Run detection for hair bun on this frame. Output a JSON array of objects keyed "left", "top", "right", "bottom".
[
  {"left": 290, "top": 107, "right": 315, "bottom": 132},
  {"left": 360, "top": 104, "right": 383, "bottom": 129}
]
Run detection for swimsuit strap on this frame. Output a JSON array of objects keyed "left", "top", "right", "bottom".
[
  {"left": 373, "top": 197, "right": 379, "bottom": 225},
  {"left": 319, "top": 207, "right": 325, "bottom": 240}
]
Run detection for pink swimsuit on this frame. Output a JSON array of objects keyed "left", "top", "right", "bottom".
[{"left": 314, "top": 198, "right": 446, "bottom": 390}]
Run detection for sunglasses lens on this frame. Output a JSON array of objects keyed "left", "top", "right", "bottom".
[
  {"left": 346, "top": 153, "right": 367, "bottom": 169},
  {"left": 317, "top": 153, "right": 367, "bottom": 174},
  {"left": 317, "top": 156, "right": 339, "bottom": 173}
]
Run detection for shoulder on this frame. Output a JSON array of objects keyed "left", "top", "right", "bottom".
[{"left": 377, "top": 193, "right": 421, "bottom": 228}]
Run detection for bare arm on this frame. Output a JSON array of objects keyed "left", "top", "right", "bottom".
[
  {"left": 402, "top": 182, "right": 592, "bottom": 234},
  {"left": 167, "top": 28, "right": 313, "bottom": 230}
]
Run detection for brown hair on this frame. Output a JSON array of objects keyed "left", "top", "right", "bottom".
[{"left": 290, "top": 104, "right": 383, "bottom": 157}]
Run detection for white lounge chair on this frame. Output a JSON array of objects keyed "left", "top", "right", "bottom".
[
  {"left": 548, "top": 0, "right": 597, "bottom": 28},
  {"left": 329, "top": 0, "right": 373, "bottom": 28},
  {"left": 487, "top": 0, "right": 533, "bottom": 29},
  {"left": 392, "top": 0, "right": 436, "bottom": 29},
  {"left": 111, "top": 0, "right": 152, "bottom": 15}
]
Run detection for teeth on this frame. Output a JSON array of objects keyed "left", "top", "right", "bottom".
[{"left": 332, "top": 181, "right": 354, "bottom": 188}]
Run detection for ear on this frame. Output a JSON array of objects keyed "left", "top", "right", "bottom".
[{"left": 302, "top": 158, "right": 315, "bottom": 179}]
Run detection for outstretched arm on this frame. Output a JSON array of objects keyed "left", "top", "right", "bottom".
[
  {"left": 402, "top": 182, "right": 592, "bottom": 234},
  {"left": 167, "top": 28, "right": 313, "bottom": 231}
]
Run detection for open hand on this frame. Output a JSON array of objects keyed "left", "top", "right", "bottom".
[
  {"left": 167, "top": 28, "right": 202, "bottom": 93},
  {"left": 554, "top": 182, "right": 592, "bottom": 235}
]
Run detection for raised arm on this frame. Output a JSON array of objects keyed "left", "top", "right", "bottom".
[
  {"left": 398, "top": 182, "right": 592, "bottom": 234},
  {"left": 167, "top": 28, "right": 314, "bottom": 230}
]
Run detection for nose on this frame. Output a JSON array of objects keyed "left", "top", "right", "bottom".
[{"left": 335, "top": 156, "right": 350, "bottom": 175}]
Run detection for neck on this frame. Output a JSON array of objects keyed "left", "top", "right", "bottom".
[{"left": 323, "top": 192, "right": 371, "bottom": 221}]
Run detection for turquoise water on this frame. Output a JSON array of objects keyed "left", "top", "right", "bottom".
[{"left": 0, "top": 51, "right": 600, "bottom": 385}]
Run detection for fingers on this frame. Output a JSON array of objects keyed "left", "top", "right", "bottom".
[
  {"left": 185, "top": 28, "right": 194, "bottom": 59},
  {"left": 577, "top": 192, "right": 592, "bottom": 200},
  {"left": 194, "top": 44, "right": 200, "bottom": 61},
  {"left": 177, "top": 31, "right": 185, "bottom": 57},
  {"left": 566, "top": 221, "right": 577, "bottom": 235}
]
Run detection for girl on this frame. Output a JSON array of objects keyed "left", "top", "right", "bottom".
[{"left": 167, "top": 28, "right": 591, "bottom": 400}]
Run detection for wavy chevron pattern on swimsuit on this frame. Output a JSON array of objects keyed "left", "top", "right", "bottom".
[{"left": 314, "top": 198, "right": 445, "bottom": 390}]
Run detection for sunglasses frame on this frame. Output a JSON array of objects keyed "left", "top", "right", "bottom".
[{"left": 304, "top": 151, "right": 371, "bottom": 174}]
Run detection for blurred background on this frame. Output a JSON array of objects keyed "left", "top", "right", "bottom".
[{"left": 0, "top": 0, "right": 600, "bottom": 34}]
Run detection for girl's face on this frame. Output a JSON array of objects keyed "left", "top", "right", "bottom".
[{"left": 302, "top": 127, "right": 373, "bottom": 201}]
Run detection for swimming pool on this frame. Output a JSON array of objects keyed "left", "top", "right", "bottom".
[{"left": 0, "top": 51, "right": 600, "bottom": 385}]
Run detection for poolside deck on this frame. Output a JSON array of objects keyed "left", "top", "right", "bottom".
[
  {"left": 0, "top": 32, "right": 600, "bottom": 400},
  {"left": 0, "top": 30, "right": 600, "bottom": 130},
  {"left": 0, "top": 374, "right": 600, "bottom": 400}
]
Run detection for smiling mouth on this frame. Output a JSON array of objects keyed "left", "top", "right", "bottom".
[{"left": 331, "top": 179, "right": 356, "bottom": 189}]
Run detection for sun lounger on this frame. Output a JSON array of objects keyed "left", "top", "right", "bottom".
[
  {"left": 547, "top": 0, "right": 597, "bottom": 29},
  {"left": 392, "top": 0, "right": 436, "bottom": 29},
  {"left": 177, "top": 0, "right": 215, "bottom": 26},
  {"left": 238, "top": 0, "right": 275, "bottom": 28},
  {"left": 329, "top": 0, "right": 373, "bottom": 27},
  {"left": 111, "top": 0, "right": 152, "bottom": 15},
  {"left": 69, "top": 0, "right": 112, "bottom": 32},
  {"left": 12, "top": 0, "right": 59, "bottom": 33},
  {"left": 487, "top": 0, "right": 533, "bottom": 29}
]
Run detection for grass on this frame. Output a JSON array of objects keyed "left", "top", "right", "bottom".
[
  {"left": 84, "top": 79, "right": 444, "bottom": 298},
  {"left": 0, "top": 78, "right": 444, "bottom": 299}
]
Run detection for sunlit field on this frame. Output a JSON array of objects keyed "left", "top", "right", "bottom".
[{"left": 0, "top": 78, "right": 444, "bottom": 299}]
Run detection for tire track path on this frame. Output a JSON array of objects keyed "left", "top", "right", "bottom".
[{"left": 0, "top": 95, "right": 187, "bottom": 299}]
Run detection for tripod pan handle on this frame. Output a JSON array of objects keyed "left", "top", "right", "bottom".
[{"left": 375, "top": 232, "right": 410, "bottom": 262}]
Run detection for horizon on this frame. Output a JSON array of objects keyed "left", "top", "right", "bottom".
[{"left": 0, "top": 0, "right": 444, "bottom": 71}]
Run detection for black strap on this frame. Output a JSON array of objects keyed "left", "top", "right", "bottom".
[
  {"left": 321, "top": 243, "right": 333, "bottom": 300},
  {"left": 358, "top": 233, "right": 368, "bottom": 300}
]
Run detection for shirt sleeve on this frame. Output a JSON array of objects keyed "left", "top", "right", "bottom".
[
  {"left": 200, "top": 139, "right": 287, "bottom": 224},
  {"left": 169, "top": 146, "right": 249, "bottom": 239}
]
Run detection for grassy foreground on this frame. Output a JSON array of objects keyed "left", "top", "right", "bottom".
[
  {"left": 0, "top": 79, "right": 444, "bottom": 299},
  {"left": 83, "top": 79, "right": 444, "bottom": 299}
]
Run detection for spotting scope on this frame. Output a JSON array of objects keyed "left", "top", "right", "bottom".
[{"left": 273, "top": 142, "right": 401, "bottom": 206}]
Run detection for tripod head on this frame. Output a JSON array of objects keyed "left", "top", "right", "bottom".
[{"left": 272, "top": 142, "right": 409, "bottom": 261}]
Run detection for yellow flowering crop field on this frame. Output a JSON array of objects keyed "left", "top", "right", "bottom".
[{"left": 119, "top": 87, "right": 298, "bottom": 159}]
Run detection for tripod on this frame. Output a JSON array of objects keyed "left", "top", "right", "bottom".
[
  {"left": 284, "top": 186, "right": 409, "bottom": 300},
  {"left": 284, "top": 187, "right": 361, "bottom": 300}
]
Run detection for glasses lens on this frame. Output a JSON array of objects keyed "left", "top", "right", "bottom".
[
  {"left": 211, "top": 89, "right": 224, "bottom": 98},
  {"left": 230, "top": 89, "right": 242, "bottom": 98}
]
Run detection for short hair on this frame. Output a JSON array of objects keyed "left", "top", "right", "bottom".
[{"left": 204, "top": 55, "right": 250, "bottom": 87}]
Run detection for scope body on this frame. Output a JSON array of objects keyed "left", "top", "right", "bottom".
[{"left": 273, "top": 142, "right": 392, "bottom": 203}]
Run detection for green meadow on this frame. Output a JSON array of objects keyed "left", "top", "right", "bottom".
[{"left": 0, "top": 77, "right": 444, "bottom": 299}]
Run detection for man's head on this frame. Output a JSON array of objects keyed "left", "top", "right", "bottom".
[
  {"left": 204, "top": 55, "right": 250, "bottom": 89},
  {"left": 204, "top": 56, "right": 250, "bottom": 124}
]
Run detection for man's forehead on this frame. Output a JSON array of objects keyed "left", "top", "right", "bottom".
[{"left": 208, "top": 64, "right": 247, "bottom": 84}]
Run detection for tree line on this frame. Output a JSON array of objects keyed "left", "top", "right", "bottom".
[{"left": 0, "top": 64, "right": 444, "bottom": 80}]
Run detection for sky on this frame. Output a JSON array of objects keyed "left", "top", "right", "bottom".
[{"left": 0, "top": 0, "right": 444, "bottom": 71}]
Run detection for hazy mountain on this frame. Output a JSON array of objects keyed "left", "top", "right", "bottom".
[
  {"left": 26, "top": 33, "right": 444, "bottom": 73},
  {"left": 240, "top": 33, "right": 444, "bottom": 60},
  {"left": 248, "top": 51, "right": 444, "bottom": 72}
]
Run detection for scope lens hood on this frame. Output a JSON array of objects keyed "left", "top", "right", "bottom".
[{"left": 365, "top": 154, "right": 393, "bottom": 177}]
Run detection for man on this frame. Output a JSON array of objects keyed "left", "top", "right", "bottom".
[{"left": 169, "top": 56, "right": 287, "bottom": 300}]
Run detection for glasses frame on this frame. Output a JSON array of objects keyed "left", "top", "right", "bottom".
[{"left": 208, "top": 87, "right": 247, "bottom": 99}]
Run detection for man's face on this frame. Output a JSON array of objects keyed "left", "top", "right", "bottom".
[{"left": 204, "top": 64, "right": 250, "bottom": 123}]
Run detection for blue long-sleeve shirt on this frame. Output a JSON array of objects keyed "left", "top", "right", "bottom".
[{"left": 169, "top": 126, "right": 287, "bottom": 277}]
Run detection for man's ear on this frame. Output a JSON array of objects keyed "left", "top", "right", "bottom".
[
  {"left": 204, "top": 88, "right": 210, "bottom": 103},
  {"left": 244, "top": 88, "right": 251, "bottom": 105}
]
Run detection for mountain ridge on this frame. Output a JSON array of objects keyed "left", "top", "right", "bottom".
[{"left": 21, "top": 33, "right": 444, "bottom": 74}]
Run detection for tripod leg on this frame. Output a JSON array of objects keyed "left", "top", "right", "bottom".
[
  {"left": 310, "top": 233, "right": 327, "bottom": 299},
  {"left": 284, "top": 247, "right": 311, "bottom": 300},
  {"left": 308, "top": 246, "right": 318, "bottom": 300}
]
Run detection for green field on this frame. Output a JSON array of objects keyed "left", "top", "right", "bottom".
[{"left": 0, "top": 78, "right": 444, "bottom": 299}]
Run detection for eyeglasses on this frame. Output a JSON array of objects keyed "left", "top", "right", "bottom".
--
◆ THE REQUEST:
Reproduce only the lines of the listing that begin with the line containing "Run detection for green field" and continue through the end of the listing, updated so that "frame" becomes "image" and everything else is unchanged.

◆ EXERCISE ANSWER:
Run detection for green field on this image. Output a JSON array of objects keyed "left", "top", "right", "bottom".
[{"left": 0, "top": 78, "right": 444, "bottom": 299}]
Run detection for eyeglasses on this image. Output a JSON array of objects keyed "left", "top", "right", "bottom".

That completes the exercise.